II. LA CICLICITÀ DEL TEMPO
Il percorso attraverso le Metamorfosi raffigurate a Palazzo Te trova un importante nucleo nella Camera del Sole e della Luna, dove Giulio Romano raffigura sulla volta il carro di Apollo e quello della Luna in movimento l’uno dietro l’altro, restituendo una efficace immagine del grande tema della ciclicità del tempo che apre il secondo libro del poema di Ovidio.
III. VIRTÙ, EROS E POTERE
All’interno di questa sezione, che si apre con il confronto tra i monocromi della sala dedicati alle vicende di Ercole e le incisioni tratte da questo apparato decorativo, viene evocato il celebre ciclo degli Amori di Giove, commissionato da Federico II Gonzaga a Correggio in occasione del soggiorno di Carlo V a Mantova. Le opere con le trasformazioni del padre degli dèi, qui esposte in originale o in copie del XVII secolo, sono tra le raffigurazioni più sensuali e coinvolgenti di tali miti. Ma come racconta Ovidio nelle Metamorfosi (VI, vv., 1-145) le feroci passioni del padre degli dèi vengono denunciate nel divenire il soggetto dell’opera di tessitura con cui la giovane Aracne sfida Minerva in una gara al telaio. La dea incolpando la giovane tessitrice di un grave atto di superbia, la punisce trasformandola in un ragno. La vicenda è ben raffigurata da Jacopo Tintoretto nel dipinto che si conserva alla Galleria degli Uffizi.

* **DATI ESTRATTI**:
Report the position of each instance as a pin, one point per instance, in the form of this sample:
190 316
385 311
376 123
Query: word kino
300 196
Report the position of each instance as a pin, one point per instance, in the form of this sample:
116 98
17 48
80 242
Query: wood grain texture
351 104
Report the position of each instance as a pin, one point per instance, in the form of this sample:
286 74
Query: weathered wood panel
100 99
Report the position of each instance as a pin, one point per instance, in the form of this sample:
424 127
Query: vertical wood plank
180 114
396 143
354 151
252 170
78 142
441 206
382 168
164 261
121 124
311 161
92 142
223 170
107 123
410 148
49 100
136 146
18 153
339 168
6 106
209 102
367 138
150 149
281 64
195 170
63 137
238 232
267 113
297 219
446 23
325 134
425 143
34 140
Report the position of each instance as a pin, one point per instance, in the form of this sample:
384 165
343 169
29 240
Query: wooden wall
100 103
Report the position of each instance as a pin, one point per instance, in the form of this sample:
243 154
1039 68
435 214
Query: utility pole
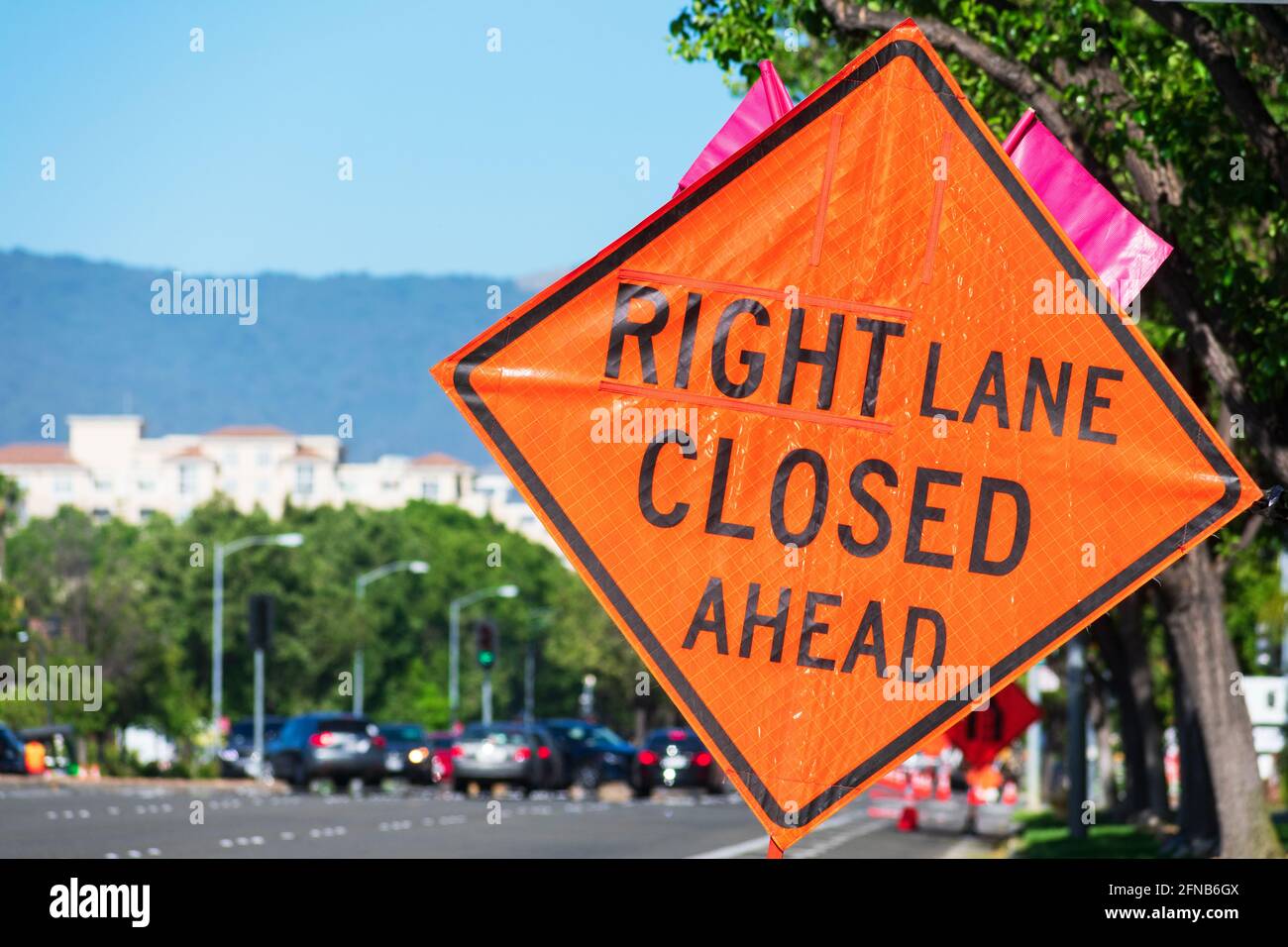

* **CONSEGNA**:
Nel brano su Palazzo Te, riporta il tratto da "II. LA CICLICITÀ" fino a "poema di Ovidio." incluso, sostituendo "Giulio Romano" con "il pittore".

* **RISPOSTA**:
II. LA CICLICITÀ DEL TEMPO
Il percorso attraverso le Metamorfosi raffigurate a Palazzo Te trova un importante nucleo nella Camera del Sole e della Luna, dove il pittore raffigura sulla volta il carro di Apollo e quello della Luna in movimento l’uno dietro l’altro, restituendo una efficace immagine del grande tema della ciclicità del tempo che apre il secondo libro del poema di Ovidio.